Information shown:
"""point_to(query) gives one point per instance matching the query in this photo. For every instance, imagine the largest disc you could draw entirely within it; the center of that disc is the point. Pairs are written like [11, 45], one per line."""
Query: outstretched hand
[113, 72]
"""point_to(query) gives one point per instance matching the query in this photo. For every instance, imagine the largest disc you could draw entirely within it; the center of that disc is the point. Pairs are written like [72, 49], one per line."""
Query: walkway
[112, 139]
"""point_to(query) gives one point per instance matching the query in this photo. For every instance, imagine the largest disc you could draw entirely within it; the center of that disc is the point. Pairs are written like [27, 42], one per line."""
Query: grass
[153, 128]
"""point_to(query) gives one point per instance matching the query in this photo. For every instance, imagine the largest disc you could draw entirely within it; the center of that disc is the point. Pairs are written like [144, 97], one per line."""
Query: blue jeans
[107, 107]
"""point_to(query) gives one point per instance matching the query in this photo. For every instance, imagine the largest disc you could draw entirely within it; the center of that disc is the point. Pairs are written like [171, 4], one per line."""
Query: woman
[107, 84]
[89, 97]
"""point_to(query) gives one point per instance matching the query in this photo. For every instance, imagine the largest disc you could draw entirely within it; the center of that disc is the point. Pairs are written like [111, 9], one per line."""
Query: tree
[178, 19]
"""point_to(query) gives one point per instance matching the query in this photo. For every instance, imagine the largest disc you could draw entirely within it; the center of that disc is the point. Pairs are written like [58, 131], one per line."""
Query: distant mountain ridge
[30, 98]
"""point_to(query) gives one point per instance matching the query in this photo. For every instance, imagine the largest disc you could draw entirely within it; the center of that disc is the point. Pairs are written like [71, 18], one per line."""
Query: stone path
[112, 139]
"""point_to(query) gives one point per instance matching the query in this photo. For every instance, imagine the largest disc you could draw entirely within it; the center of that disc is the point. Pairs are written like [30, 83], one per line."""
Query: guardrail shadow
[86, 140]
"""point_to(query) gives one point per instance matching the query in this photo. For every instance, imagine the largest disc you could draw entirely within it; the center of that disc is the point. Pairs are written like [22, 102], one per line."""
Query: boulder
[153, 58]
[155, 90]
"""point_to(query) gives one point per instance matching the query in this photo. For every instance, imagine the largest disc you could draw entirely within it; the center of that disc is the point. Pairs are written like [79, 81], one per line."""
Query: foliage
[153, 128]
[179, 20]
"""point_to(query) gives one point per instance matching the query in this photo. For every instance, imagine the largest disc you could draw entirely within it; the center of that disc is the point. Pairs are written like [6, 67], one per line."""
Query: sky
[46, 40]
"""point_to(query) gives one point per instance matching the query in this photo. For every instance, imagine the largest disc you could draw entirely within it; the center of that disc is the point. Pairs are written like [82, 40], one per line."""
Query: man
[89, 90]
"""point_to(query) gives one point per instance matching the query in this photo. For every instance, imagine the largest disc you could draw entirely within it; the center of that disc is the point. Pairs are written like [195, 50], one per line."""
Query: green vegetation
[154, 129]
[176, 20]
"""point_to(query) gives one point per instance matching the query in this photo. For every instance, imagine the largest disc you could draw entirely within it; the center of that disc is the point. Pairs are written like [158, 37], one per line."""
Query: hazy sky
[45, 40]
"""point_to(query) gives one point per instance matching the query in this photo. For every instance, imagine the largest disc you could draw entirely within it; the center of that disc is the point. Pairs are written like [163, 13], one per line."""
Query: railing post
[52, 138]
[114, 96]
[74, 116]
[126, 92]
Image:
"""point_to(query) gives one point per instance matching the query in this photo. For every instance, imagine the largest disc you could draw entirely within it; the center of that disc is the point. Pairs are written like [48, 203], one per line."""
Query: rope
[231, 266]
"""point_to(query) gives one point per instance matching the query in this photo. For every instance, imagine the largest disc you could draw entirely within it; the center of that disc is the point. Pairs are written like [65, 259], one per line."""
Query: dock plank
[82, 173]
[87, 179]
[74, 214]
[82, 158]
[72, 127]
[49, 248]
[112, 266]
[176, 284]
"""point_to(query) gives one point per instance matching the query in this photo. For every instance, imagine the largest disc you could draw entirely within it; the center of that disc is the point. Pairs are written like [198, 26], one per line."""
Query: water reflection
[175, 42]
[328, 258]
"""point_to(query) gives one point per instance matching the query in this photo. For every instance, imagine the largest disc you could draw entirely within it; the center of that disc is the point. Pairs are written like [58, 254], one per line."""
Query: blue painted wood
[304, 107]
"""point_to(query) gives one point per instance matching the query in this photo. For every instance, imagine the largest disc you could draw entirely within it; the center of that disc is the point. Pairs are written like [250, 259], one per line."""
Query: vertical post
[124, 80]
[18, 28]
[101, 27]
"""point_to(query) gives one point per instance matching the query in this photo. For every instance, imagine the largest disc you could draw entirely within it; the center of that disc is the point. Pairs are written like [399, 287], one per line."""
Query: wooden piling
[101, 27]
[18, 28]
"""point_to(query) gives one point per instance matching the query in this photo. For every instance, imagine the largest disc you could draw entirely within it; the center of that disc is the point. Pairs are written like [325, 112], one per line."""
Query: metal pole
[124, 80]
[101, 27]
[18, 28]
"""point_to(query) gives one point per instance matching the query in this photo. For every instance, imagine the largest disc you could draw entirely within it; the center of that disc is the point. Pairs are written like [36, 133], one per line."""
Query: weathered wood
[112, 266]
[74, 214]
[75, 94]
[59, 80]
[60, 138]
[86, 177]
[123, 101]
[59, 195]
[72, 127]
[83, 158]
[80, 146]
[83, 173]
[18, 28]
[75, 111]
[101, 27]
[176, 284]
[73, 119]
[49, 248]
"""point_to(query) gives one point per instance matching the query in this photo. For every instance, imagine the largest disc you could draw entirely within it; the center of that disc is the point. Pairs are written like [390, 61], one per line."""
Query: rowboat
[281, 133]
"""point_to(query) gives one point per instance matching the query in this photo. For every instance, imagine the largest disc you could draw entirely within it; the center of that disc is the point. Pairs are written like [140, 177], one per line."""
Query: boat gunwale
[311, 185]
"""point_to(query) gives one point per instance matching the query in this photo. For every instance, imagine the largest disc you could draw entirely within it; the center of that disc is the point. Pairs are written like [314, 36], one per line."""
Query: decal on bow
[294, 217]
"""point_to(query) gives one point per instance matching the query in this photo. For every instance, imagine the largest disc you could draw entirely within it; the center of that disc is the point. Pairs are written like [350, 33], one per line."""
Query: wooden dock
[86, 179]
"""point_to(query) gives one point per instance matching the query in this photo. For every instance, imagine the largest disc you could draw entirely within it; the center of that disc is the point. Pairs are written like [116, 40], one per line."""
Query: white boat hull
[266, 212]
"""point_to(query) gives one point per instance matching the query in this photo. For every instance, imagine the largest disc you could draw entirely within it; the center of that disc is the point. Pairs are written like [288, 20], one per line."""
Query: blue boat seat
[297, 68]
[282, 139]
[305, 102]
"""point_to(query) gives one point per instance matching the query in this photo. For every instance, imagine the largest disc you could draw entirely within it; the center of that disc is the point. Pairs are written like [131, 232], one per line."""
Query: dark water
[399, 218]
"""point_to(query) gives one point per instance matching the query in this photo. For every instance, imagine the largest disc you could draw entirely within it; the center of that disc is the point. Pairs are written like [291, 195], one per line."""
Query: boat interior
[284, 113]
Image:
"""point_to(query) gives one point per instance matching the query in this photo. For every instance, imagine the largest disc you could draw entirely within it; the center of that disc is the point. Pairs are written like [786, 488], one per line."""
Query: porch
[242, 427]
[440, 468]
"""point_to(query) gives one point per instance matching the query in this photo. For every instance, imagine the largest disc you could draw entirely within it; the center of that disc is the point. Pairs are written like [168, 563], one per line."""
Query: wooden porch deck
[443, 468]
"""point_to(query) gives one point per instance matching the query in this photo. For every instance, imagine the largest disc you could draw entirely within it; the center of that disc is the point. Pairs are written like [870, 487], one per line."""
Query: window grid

About this task:
Would you please transcribe each line of the material exactly?

Output of the task:
"""point_to(query) gives one point per instance matching the query in this photo. For every instance, imagine the largest disc you could draw entirely within it; the center of that disc is the point. Pairs are written like [11, 45], one per line."""
Query: outstretched hand
[113, 72]
"""point_to(query) gives one point per instance matching the query in this photo. For every instance, imagine the largest disc you could draw entirely within it; the center of that disc is the point. Pairs are written like [72, 49], one per line."""
Query: walkway
[112, 139]
"""point_to(query) gives one point per instance matching the query in this photo. For every instance, imagine the largest disc you could draw entirely within it; the center of that disc is the point. Pairs are written like [27, 42], one per line."""
Query: grass
[153, 128]
"""point_to(query) gives one point per instance matching the query in this photo. For every instance, imagine the largest disc you could draw entirely within it; the center of that disc is the point. Pairs are written like [144, 97], one per line."""
Query: blue jeans
[107, 107]
"""point_to(query) gives one point per instance matching the query in this photo. For every instance, imagine the largest disc you could draw entirely within it; the center of that disc is the point. Pairs are written like [171, 4], one per line."""
Query: woman
[107, 84]
[89, 97]
"""point_to(query) gives one point per instance matching the query in this photo. For every instance, imagine the largest disc you could draw entirely within it; the center of that disc is the point. Pairs are written like [111, 9], one per line."""
Query: tree
[178, 19]
"""point_to(query) gives one point per instance matching the query in this photo. For every instance, imagine the largest disc you could draw entirely within it; the center of that disc is the point. Pairs are written like [58, 131], one per line."""
Query: distant mountain ridge
[30, 98]
"""point_to(query) gives one point per instance matching the query in this photo. For every instance, imagine the largest disc you could draw entirely within it; the center of that disc is the point. Pairs are written like [71, 18], one per line."""
Query: stone path
[112, 139]
"""point_to(query) gives one point per instance matching the query in this photo. For every instance, imagine the largest disc you could draw entirely within it; the center of that disc is the point. Pairs are written like [30, 83], one per line."""
Query: guardrail shadow
[86, 140]
"""point_to(query) gives one point per instance matching the query in this photo. For every instance, imagine the largest disc you could draw entirely within it; the center of that disc is the point. Pairs are written like [22, 102], one per line."""
Query: boulder
[153, 58]
[155, 90]
"""point_to(query) gives one point per instance matching the query in this photo. For every instance, imagine the largest disc you could draw entirely within it; the center of that disc is the point. Pairs are written like [79, 81], one per line."""
Query: foliage
[153, 128]
[179, 20]
"""point_to(query) gives one point per instance matching the query in this photo. For every instance, imagine the largest disc you could draw entirely within it; the center of that disc is the point. Pairs are written like [6, 67], one per line."""
Query: sky
[46, 40]
"""point_to(query) gives one point per instance matching the query in this photo. For every instance, imagine the largest disc you could draw entirely within it; the center of that disc is the point. Pairs are written like [82, 40], one per line."""
Query: man
[89, 90]
"""point_to(query) gives one point per instance matching the query in this photo. For every instance, imagine the largest disc you could draw entirely within it; the center of that disc is the point. Pairs are written like [195, 50], one per line."""
Query: green vegetation
[154, 129]
[176, 20]
"""point_to(query) gives one point per instance matching the query in this photo. For every instance, imagine the largest disc you could draw entirely within it; the center of that disc is the point. Pairs are written like [158, 37], one per line."""
Query: hazy sky
[45, 40]
"""point_to(query) gives one point per instance matching the query in this photo. For every instance, imagine the largest disc you could draw entirely within it; the center of that disc is the point. Pairs are written like [163, 13], one per line."""
Query: railing post
[52, 138]
[114, 96]
[74, 116]
[126, 92]
Image:
"""point_to(query) gives one point per instance matching the query in this photo. For every instance, imagine the largest disc you could draw entirely within it; the center of that disc is the point. Pairs are written like [48, 203], one per line."""
Query: rope
[231, 266]
"""point_to(query) gives one point per instance matching the query in this photo. For every instance, imagine the largest disc you could draw entirely within it; the center of that disc is the point. Pairs are written like [65, 259], one per line."""
Query: dock plank
[82, 173]
[87, 179]
[74, 214]
[82, 158]
[72, 127]
[49, 248]
[112, 266]
[176, 284]
"""point_to(query) gives one point per instance matching the query in this photo. For every instance, imagine the largest disc you could draw entirely within it; the center of that disc is the point. Pairs are written like [198, 26], one per line."""
Query: water reflection
[175, 42]
[328, 258]
"""point_to(query) gives one point per instance matching the query in this photo. For every instance, imagine the largest disc you could draw entirely within it; the center of that disc is the point. Pairs are written like [58, 254], one per line."""
Query: blue painted wood
[304, 107]
"""point_to(query) gives one point per instance matching the query in this photo. For every instance, imagine the largest disc you could draw entirely within it; the center of that disc is the point. Pairs are written like [250, 259], one per line."""
Query: vertical post
[124, 80]
[18, 28]
[101, 27]
"""point_to(query) gives one point per instance matching the query in this photo. For every instance, imagine the largest disc you could draw entirely within it; the center of that disc is the point. Pairs are written like [399, 287], one per line."""
Query: wooden piling
[101, 27]
[18, 28]
"""point_to(query) gives one point per instance matching the query in this photo. For every instance, imagine the largest disc you could draw entirely within it; the center of that disc is the point. Pairs are written like [325, 112], one per line."""
Query: metal pole
[124, 80]
[101, 27]
[18, 28]
"""point_to(query) gives one point per instance matching the query in this photo. For every instance, imagine the largest disc you could draw entirely within it; the center of that disc is the point. Pairs are written like [36, 133], one per line."""
Query: weathered wood
[112, 266]
[74, 214]
[75, 94]
[59, 80]
[60, 138]
[86, 177]
[123, 101]
[59, 195]
[72, 127]
[83, 158]
[80, 146]
[83, 173]
[18, 28]
[75, 111]
[101, 27]
[176, 284]
[73, 119]
[49, 248]
"""point_to(query) gives one point per instance matching the query in this photo. For every instance, imagine the largest disc you could draw entirely within it; the center of that disc is the point. Pairs are written like [390, 61], one per line."""
Query: rowboat
[281, 133]
"""point_to(query) gives one point per instance matching the query in this photo. For every instance, imagine the largest disc you could draw entirely within it; the center of that disc is the point. Pairs are written like [140, 177], one per line."""
Query: boat gunwale
[311, 185]
"""point_to(query) gives one point per instance matching the query in this photo. For every instance, imagine the largest disc you could draw entirely within it; the center of that disc is the point. Pairs are written like [314, 36], one per line."""
Query: decal on bow
[294, 217]
"""point_to(query) gives one point per instance matching the query in this photo. For every instance, imagine the largest disc you could draw entirely within it; the center of that disc is the point. Pairs are written like [350, 33], one per line."""
Query: wooden dock
[86, 179]
"""point_to(query) gives one point per instance matching the query in this photo. For every instance, imagine the largest disc you could draw entirely within it; the center of that disc is the point. Pairs are written like [116, 40], one per line."""
Query: white boat hull
[266, 212]
"""point_to(query) gives one point per instance matching the query in this photo. For every instance, imagine the largest disc you could draw entirely within it; the center of that disc is the point. Pairs are written like [288, 20], one per line."""
Query: blue boat seat
[297, 68]
[282, 139]
[305, 102]
"""point_to(query) gives one point per instance matching the query in this photo. For every instance, imagine the largest disc you could draw entirely within it; the center of that disc is the point. Pairs are written like [131, 232], one per line."""
Query: dark water
[399, 218]
"""point_to(query) gives one point per instance matching the query in this photo. For every instance, imagine the largest disc you could draw entirely within it; the center of that disc is the point. Pairs are written like [291, 195], one per line."""
Query: boat interior
[284, 113]
Image:
"""point_to(query) gives one point per instance matching the query in this photo. For every instance, imagine the largest disc you could draw entirely within it; the center of that disc is the point. Pairs are written like [786, 488], one per line."""
Query: porch
[242, 427]
[440, 468]
"""point_to(query) gives one point per instance matching the query in this photo. For every instance, imagine the largest disc you could draw entirely within it; the center of that disc is the point. Pairs are written like [168, 563], one per line."""
Query: wooden porch deck
[443, 468]
"""point_to(query) gives one point per instance matching the query in this photo. For every instance, imagine the largest disc you could draw entirely within it; the center of that disc is the point. Pairs are written like [870, 487], one per line."""
Query: window grid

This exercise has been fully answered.